* _Directions_: Wherever a line in the data holds the word "person", pull that line out.

[Referring expression grounding data]
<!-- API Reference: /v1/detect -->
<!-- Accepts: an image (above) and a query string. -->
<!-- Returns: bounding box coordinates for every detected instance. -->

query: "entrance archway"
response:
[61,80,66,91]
...
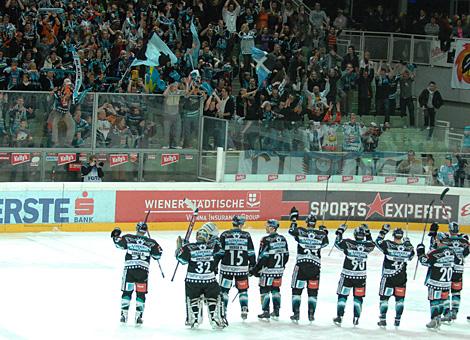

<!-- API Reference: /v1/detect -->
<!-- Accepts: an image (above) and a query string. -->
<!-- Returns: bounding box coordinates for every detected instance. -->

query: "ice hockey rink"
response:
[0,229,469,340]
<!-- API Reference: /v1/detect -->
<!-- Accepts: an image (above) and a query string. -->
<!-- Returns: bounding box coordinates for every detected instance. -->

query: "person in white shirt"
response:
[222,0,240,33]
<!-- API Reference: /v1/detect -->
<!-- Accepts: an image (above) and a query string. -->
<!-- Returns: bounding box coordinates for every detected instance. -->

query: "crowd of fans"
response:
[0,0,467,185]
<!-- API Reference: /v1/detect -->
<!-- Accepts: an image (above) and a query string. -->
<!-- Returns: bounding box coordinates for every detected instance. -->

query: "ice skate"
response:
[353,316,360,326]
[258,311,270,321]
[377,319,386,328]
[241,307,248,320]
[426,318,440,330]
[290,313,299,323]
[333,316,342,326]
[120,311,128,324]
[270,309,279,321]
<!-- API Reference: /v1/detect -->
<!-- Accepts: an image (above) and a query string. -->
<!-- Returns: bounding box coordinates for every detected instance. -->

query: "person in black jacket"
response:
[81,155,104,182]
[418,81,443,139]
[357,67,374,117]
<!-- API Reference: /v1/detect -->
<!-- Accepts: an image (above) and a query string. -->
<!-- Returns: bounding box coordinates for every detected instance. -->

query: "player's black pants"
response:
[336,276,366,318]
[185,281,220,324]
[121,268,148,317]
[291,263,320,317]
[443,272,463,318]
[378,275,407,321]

* _Solution for this exercise_:
query: "person in white shirt"
query: "person in black jacket"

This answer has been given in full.